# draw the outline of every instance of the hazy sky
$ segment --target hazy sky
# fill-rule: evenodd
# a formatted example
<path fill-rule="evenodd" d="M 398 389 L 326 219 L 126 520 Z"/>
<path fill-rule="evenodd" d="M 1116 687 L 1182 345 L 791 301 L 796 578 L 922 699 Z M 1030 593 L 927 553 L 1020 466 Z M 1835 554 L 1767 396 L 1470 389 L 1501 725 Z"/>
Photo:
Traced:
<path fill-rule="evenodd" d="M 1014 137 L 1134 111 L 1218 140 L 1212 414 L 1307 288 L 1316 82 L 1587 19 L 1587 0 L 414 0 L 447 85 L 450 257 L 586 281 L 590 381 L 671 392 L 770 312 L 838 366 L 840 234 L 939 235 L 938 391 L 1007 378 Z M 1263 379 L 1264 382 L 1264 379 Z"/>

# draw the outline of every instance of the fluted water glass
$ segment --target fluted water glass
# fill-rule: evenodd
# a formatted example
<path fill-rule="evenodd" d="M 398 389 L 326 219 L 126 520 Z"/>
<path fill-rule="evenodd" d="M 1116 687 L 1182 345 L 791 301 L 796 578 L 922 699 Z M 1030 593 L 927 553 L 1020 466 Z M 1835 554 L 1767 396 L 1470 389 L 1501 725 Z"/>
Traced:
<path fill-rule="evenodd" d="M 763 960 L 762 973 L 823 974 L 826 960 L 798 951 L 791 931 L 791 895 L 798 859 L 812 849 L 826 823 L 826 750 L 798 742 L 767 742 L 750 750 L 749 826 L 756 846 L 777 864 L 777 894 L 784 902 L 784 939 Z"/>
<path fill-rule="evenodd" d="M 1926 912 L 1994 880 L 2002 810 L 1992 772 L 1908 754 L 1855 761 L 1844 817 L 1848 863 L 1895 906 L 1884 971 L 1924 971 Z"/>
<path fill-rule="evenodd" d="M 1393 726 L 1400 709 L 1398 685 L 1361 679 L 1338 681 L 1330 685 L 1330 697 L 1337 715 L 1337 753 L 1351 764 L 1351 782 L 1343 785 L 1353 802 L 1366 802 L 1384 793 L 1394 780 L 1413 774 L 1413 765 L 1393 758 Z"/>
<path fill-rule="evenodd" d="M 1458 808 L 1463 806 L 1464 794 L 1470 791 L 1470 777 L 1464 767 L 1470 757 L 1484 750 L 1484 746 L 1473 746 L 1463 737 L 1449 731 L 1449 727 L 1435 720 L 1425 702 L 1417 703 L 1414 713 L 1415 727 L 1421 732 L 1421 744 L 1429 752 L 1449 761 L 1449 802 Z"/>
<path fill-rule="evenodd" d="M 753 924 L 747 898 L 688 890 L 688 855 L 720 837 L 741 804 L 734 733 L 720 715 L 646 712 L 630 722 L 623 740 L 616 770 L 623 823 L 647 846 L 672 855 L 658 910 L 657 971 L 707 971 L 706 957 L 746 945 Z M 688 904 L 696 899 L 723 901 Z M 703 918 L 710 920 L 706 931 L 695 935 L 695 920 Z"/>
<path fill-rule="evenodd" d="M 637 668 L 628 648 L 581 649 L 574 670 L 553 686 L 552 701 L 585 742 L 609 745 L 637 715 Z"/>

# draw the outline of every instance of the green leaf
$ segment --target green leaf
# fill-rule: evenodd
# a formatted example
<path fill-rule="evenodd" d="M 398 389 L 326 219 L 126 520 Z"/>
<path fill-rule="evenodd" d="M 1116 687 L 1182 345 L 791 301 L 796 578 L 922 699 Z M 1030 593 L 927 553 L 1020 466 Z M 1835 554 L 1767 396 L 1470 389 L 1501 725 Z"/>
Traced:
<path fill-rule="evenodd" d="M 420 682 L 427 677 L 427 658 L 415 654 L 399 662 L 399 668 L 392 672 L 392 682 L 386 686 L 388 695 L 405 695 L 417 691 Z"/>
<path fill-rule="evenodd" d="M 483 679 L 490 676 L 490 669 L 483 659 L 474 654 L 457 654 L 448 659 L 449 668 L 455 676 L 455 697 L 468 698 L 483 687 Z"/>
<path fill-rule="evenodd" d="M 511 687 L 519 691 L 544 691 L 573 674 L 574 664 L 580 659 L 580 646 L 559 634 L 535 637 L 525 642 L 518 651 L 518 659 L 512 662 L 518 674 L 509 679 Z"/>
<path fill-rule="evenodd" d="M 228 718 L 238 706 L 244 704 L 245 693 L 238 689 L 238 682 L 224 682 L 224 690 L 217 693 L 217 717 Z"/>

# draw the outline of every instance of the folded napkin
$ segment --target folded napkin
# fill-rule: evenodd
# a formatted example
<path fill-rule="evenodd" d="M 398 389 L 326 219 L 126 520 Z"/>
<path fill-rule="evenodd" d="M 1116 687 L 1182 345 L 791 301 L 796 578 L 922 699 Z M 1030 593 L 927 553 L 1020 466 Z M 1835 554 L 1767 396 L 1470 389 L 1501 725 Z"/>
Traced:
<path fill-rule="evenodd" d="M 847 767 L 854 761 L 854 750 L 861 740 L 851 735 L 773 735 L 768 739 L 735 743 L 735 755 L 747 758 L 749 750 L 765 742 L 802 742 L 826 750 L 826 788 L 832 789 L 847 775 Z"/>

--- Assignment ---
If a line in the entries above contains "outline", report it.

--- Output ---
# draw the outline of every instance of the hazy sky
# draw the outline of every instance of the fluted water glass
# draw the outline of every instance of the green leaf
# draw the outline of every instance of the folded napkin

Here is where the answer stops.